What the task requires
Each line of the material should be set down exactly. Pictures are not part of the copy.

Data for this exercise
★ ★ ★ ★
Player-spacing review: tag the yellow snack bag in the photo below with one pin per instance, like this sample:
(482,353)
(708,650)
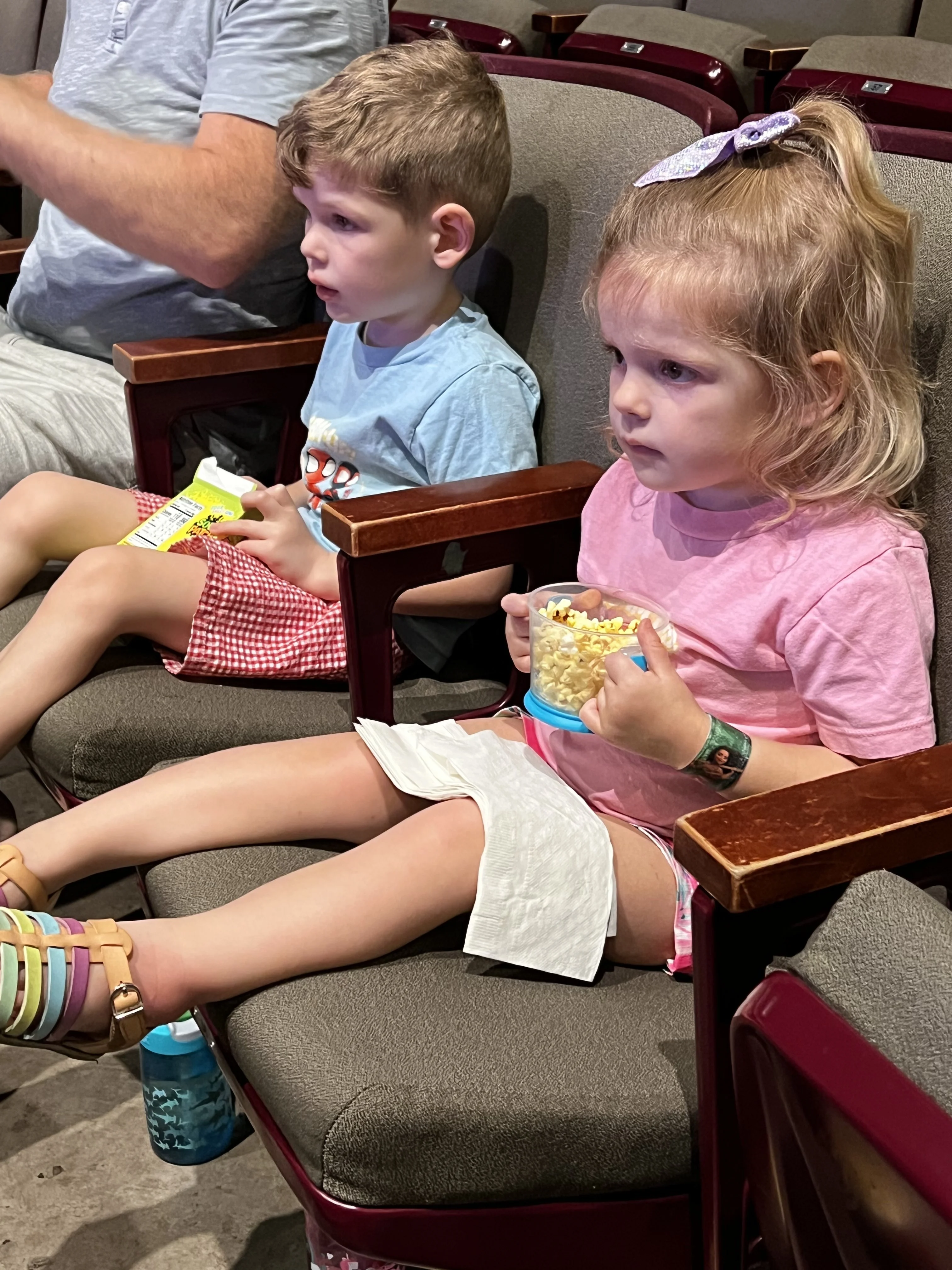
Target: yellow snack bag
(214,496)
★ ★ ★ ★
Expected output
Player-spacing review: tag the yellow snack bag in the photo below with one pin per instance, like this sample:
(482,353)
(708,650)
Target: yellow snack bag
(214,496)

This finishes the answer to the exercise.